WHAT TO PRODUCE:
Return the data below verbatim, every line in its original order and with nothing changed.

[Records in a dataset]
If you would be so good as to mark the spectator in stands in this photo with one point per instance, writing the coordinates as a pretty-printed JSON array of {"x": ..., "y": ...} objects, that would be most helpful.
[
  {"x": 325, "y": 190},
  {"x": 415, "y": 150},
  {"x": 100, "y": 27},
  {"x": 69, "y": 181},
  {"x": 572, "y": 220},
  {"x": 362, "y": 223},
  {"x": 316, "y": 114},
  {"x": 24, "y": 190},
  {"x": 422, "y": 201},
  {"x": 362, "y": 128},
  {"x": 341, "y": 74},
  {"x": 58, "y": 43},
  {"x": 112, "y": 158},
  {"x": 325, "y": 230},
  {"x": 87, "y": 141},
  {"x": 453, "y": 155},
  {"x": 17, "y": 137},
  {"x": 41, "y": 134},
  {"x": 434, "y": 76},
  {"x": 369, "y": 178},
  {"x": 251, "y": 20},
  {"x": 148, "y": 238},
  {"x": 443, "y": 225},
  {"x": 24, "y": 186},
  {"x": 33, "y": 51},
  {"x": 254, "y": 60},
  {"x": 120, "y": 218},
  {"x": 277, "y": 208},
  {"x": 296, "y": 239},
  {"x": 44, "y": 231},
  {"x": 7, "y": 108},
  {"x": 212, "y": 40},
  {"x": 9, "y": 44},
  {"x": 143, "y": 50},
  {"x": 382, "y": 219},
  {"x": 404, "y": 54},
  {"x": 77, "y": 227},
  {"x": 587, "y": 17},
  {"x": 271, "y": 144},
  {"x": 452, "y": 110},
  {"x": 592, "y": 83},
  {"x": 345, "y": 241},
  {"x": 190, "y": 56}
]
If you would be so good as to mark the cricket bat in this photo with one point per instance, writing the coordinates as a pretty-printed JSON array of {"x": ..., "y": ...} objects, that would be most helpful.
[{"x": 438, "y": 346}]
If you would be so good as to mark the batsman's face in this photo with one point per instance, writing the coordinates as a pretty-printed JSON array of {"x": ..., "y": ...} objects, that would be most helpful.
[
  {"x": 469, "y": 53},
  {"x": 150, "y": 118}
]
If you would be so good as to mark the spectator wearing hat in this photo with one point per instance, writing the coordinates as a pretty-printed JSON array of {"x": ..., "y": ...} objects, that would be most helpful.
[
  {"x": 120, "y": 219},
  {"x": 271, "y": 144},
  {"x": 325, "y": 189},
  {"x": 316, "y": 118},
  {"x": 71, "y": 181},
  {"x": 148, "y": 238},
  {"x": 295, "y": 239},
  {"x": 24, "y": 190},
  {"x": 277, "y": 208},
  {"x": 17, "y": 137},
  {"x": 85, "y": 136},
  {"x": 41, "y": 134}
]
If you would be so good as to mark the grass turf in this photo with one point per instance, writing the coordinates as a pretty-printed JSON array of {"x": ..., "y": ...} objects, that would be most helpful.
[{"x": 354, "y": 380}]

WRITTEN ANSWER:
If you would be so good as to mark the spectator in stands in this photo with one point per instance, writing the coordinates as a pretty-printed JSON array of {"x": ..., "y": ...} objects, that would be most helpful.
[
  {"x": 325, "y": 190},
  {"x": 415, "y": 150},
  {"x": 100, "y": 27},
  {"x": 69, "y": 181},
  {"x": 572, "y": 220},
  {"x": 362, "y": 223},
  {"x": 316, "y": 114},
  {"x": 24, "y": 190},
  {"x": 422, "y": 201},
  {"x": 362, "y": 128},
  {"x": 341, "y": 74},
  {"x": 58, "y": 43},
  {"x": 112, "y": 158},
  {"x": 325, "y": 230},
  {"x": 87, "y": 141},
  {"x": 453, "y": 155},
  {"x": 17, "y": 137},
  {"x": 41, "y": 134},
  {"x": 434, "y": 76},
  {"x": 369, "y": 178},
  {"x": 251, "y": 20},
  {"x": 148, "y": 238},
  {"x": 443, "y": 225},
  {"x": 24, "y": 186},
  {"x": 33, "y": 51},
  {"x": 254, "y": 60},
  {"x": 120, "y": 218},
  {"x": 277, "y": 208},
  {"x": 296, "y": 239},
  {"x": 44, "y": 231},
  {"x": 7, "y": 108},
  {"x": 212, "y": 40},
  {"x": 9, "y": 44},
  {"x": 143, "y": 50},
  {"x": 382, "y": 219},
  {"x": 404, "y": 54},
  {"x": 77, "y": 227},
  {"x": 587, "y": 17},
  {"x": 271, "y": 144},
  {"x": 452, "y": 110},
  {"x": 592, "y": 83},
  {"x": 345, "y": 241},
  {"x": 190, "y": 56}
]
If you would be so good as to mark the cricket bat in this photo with one point per instance, writing the coordinates as a pretty-printed JSON array of {"x": ..., "y": ...} objects, that would be most helpful.
[{"x": 438, "y": 346}]
If you would be so good as to mark the batsman's face in this photo with one point per instance, writing the coordinates as a pretty-printed JSON array of {"x": ..., "y": ...} objects, that would be most helpful.
[
  {"x": 469, "y": 53},
  {"x": 150, "y": 118}
]
If you would be so good as to mark the spectator wearing hat in this photo with one point per instance, writing the coordinates as a pretty-printed JSON array of {"x": ..., "y": ...} objects, that would be most helpful.
[
  {"x": 120, "y": 219},
  {"x": 271, "y": 144},
  {"x": 325, "y": 189},
  {"x": 316, "y": 118},
  {"x": 71, "y": 181},
  {"x": 148, "y": 238},
  {"x": 295, "y": 239},
  {"x": 24, "y": 190},
  {"x": 277, "y": 208},
  {"x": 17, "y": 137},
  {"x": 85, "y": 136},
  {"x": 41, "y": 134}
]
If you would be so good as to mark the grass turf in this photo with one point per instance, writing the coordinates as a pretty-printed JSON array of {"x": ..., "y": ...} objects, that would be most helpful.
[{"x": 354, "y": 380}]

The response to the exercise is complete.